• AIM OF THE EXERCISE:
Once the records below have been read, copy them all out exactly.

• Text-to-region grounding data:
*-*-*
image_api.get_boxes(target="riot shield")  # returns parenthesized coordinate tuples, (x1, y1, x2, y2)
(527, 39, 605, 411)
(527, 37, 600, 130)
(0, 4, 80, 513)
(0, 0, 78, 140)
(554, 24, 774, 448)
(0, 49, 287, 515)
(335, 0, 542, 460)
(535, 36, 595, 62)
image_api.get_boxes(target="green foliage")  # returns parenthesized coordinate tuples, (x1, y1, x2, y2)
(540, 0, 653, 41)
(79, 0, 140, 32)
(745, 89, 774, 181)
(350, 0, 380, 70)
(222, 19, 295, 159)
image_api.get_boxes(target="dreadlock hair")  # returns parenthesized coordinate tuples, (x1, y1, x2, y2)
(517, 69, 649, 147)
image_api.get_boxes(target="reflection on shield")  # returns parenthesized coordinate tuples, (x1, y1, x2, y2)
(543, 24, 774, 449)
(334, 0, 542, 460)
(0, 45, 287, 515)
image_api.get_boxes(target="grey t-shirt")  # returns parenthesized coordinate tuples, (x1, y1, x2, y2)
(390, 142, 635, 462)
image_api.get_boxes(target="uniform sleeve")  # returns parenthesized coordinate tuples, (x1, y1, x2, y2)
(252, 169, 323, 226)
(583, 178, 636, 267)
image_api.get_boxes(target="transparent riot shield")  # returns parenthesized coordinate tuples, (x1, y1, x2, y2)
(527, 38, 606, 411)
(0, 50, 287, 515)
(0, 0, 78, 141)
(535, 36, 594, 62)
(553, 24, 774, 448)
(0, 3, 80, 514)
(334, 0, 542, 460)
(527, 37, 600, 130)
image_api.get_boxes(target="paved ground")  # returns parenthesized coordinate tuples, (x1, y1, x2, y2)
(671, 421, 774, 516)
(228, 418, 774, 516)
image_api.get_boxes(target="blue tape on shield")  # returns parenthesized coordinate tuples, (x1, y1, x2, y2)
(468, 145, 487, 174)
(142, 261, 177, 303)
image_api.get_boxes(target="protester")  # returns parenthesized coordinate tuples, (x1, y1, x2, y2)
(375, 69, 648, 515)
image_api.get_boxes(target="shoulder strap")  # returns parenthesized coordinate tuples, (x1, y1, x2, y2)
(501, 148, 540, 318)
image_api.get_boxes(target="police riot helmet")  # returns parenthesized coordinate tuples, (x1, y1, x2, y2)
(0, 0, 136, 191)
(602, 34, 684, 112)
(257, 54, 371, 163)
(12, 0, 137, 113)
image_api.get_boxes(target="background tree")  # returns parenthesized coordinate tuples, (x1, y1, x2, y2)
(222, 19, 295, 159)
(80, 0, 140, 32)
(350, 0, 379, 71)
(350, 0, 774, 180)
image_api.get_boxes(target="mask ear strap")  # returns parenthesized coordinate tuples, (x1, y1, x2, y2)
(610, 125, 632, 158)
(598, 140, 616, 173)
*-*-*
• RESULT FOR THIS EXERCISE:
image_api.get_boxes(target="riot shield")  # returns parenthesized coordinate tuples, (x1, y1, x2, y2)
(527, 39, 605, 411)
(527, 37, 600, 130)
(0, 4, 80, 513)
(0, 0, 78, 140)
(554, 24, 774, 448)
(0, 49, 287, 515)
(335, 0, 542, 460)
(535, 36, 595, 62)
image_api.get_boxes(target="green foliage")  # returns parenthesized coordinate tuples, (x1, y1, x2, y2)
(540, 0, 653, 41)
(79, 0, 140, 32)
(745, 89, 774, 181)
(350, 0, 380, 70)
(222, 19, 295, 159)
image_api.get_boxes(target="dreadlock hair")  # returns parenthesized coordinate tuples, (x1, y1, x2, y2)
(517, 69, 649, 147)
image_api.get_boxes(target="reflection on shield")  # returns parenthesized coordinate tuples, (x1, y1, x2, y2)
(543, 24, 774, 449)
(334, 0, 542, 460)
(0, 45, 287, 515)
image_api.get_boxes(target="grey t-shirt")  # returns parenthesized coordinate tuples, (x1, y1, x2, y2)
(390, 142, 635, 462)
image_api.get_boxes(target="uniform sleeve")  # returns parenthesized coordinate tuples, (x1, y1, x2, y2)
(252, 169, 323, 226)
(583, 178, 636, 267)
image_api.get_boxes(target="transparent riot shield")  # returns parenthesized coordinate tuples, (x1, y1, x2, y2)
(527, 38, 606, 411)
(0, 50, 287, 515)
(0, 0, 78, 141)
(535, 36, 594, 62)
(553, 24, 774, 448)
(0, 3, 80, 514)
(334, 0, 542, 460)
(527, 37, 600, 130)
image_api.get_boxes(target="paved ground")  # returns parenthesized coordinate tuples, (x1, y1, x2, y2)
(671, 421, 774, 516)
(228, 418, 774, 516)
image_api.get_boxes(target="blue tape on shield")  # returns parenthesized coordinate tuples, (x1, y1, x2, y2)
(468, 145, 487, 174)
(142, 261, 177, 303)
image_api.get_boxes(target="protester")  # returns parenthesized coordinate tuples, (x1, y1, x2, y2)
(375, 69, 648, 515)
image_api.get_boxes(target="shoulder strap")  # returns parenthesized coordinate tuples, (x1, y1, x2, y2)
(501, 148, 540, 318)
image_api.get_boxes(target="police riot helmet")  # returns parenthesized coordinate tuples, (x1, y1, x2, y2)
(0, 0, 136, 191)
(602, 34, 684, 112)
(257, 54, 371, 163)
(12, 0, 137, 113)
image_api.get_boxes(target="background tree")  # returns parenthesized coordinate tuples, (x1, y1, x2, y2)
(222, 19, 295, 159)
(80, 0, 140, 32)
(350, 0, 379, 71)
(350, 0, 774, 180)
image_api.get_boxes(target="mask ear strap")  # returns parenthesized coordinate tuples, (x1, y1, x2, y2)
(610, 125, 632, 158)
(598, 140, 616, 173)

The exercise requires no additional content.